> Point labeling examples
-=-=-
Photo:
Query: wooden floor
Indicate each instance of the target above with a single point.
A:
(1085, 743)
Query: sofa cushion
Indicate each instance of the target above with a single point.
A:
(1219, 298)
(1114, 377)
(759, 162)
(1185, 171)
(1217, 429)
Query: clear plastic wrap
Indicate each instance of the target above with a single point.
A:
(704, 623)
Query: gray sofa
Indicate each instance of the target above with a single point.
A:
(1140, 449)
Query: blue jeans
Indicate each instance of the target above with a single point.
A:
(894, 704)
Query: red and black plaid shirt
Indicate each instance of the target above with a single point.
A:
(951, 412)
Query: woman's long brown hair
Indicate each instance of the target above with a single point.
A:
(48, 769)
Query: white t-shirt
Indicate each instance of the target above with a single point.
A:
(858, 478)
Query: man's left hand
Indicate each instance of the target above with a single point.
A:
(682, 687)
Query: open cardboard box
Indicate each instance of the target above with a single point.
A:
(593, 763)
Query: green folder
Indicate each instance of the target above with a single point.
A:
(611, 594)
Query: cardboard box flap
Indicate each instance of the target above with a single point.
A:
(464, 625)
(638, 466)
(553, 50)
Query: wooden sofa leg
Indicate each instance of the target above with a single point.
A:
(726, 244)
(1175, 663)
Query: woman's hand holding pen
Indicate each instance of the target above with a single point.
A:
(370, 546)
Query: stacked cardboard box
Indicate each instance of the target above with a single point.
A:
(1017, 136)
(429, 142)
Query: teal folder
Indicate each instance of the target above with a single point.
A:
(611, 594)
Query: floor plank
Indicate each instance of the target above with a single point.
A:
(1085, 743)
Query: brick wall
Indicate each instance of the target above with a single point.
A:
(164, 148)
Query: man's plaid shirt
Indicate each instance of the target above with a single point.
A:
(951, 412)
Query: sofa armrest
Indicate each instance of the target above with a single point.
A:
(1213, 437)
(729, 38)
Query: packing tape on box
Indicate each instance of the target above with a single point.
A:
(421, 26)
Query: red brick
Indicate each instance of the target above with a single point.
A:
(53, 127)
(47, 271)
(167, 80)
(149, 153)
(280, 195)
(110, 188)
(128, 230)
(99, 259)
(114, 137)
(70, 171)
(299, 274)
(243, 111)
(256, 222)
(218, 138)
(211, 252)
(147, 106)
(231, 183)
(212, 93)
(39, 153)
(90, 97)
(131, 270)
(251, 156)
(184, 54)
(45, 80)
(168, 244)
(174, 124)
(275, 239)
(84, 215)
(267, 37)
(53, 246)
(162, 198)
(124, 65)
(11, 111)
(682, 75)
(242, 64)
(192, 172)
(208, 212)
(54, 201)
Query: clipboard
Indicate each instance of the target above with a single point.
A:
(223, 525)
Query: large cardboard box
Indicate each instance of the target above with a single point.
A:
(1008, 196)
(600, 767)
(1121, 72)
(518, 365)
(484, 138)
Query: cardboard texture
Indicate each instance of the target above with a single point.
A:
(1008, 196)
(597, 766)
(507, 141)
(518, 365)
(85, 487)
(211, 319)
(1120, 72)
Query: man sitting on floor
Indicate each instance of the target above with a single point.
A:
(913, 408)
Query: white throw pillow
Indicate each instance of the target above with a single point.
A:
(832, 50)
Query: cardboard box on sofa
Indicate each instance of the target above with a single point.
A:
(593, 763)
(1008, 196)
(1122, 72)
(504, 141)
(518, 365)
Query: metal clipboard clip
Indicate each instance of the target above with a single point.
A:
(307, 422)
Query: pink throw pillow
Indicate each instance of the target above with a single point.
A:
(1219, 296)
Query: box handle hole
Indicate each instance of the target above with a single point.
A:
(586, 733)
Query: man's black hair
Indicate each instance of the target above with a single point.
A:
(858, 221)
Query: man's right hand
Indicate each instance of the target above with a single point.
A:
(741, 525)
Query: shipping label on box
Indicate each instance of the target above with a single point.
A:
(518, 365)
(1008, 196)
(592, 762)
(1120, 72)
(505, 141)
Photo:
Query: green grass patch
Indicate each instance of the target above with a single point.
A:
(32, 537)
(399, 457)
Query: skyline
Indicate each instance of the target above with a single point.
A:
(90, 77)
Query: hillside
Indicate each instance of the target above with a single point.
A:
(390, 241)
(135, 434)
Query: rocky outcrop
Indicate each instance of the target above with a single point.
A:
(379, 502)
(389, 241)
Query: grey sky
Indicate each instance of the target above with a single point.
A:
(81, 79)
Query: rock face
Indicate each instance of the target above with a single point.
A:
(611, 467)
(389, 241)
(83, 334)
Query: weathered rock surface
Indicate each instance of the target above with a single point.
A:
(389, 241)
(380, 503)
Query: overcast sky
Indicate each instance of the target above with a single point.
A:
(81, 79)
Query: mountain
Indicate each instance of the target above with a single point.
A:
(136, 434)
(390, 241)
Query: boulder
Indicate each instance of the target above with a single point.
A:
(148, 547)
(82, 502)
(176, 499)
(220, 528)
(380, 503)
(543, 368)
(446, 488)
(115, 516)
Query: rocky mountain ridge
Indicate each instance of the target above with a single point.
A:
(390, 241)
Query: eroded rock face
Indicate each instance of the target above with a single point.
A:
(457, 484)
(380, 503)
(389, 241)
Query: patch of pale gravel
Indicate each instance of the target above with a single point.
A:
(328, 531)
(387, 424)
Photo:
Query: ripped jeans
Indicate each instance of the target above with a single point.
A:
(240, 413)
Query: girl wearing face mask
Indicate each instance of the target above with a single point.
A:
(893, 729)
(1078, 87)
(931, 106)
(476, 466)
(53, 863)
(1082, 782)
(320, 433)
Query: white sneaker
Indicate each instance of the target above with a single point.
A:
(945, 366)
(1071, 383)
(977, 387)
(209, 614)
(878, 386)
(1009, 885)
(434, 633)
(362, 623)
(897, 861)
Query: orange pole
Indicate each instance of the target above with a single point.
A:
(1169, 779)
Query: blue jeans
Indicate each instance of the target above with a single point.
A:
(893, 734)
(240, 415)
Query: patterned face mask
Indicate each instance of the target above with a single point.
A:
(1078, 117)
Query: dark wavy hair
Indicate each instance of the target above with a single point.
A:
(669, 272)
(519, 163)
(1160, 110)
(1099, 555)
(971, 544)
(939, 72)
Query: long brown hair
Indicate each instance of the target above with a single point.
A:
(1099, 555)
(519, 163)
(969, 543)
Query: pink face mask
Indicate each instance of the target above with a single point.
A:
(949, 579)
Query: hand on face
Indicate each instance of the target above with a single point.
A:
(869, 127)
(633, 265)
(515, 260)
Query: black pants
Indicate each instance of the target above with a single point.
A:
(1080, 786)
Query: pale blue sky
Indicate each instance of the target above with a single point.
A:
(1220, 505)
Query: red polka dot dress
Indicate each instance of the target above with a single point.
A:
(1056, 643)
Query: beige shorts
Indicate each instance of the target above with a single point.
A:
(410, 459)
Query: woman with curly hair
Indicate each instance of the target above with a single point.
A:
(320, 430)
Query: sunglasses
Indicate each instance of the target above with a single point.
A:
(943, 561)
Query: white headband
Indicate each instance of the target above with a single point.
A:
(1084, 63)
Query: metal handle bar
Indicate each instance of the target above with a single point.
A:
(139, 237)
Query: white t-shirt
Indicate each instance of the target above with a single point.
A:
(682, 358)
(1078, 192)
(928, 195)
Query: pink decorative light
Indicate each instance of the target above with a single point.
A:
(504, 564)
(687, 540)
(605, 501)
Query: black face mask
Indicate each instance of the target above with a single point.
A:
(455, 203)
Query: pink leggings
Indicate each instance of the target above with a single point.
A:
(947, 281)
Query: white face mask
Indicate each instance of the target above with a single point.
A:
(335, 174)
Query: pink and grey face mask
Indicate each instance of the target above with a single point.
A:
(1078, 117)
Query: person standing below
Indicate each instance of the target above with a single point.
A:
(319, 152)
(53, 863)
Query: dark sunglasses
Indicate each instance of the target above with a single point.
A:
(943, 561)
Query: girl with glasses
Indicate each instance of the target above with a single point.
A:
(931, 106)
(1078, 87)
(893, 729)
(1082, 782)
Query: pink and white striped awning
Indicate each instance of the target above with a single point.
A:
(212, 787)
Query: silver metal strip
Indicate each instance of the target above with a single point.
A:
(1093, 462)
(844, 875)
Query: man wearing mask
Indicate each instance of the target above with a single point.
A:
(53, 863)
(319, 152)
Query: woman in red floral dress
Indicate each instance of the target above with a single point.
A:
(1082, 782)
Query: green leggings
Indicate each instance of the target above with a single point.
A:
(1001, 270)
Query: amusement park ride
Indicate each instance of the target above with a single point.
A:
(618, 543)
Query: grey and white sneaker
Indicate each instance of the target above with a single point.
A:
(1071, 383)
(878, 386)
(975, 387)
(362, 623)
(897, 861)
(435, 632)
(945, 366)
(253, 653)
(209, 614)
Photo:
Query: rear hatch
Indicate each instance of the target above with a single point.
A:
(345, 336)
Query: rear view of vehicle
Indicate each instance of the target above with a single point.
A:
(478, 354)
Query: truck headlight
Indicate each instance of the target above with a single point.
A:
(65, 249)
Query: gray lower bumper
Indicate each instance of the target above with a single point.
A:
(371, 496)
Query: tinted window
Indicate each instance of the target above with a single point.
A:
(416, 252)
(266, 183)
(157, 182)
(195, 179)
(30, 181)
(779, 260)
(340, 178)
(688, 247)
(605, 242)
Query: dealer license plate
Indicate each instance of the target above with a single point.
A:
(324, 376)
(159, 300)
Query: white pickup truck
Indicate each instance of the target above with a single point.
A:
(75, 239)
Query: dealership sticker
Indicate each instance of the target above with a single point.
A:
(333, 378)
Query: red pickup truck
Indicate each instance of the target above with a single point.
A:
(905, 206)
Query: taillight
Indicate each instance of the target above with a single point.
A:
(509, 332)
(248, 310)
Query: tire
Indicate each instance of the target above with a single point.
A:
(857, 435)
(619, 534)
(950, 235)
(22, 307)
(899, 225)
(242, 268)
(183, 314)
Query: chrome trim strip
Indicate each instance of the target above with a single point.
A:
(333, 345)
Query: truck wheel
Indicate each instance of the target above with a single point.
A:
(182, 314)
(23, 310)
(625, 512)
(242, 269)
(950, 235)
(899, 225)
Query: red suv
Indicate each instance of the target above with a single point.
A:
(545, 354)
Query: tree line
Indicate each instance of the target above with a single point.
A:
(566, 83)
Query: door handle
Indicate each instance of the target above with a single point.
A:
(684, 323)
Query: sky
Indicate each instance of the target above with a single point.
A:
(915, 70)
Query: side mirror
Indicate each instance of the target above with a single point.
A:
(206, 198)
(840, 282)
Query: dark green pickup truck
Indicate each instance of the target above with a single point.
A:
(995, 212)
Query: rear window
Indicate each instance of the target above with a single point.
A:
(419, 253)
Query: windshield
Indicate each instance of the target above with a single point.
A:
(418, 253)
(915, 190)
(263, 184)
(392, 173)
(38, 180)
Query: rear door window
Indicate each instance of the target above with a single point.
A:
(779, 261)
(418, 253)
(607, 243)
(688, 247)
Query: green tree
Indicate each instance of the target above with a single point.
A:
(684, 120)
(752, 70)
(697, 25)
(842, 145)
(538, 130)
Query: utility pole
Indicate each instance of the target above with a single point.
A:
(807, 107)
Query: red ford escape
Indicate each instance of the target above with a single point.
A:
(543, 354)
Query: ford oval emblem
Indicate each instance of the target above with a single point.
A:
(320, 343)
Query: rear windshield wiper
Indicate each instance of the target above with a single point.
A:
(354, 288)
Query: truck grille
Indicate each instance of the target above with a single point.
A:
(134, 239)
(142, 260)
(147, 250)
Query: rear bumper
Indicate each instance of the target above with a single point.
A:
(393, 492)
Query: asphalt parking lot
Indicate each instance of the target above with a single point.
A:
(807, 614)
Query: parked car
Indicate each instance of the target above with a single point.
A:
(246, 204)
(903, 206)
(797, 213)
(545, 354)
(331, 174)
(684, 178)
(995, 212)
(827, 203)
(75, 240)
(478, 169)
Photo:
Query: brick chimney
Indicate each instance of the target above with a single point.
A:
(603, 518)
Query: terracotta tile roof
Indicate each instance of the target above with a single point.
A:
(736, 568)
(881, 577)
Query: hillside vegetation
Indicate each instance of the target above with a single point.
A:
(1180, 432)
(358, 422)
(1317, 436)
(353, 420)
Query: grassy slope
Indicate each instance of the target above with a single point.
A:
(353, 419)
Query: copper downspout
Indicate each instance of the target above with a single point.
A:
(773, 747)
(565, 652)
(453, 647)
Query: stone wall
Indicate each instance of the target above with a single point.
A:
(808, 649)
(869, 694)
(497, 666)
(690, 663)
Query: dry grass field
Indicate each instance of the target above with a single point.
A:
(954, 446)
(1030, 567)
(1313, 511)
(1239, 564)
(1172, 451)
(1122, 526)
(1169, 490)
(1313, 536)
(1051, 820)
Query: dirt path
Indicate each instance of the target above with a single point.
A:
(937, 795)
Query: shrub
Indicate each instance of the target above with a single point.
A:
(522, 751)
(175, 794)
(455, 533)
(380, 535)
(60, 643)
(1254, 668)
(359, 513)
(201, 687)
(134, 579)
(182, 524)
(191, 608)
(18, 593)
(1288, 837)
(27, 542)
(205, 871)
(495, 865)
-=-=-
Extract, exactly, the lines above that begin at the line containing "Query: dry grass field" and end at the final line of the records; add no other text.

> In response
Query: dry grass field
Indicate each instance of the target above with a single point.
A:
(954, 446)
(1030, 567)
(1313, 511)
(1239, 564)
(1172, 451)
(1122, 526)
(1169, 490)
(1313, 536)
(1051, 820)
Query: dirt path
Indicate each instance of the target above with a single point.
A:
(937, 795)
Query: shrub
Indicate each instance of the target above with a single point.
A:
(522, 751)
(175, 794)
(455, 533)
(380, 535)
(60, 643)
(1254, 668)
(359, 513)
(201, 687)
(134, 579)
(182, 524)
(191, 608)
(18, 593)
(1288, 837)
(27, 542)
(205, 871)
(495, 865)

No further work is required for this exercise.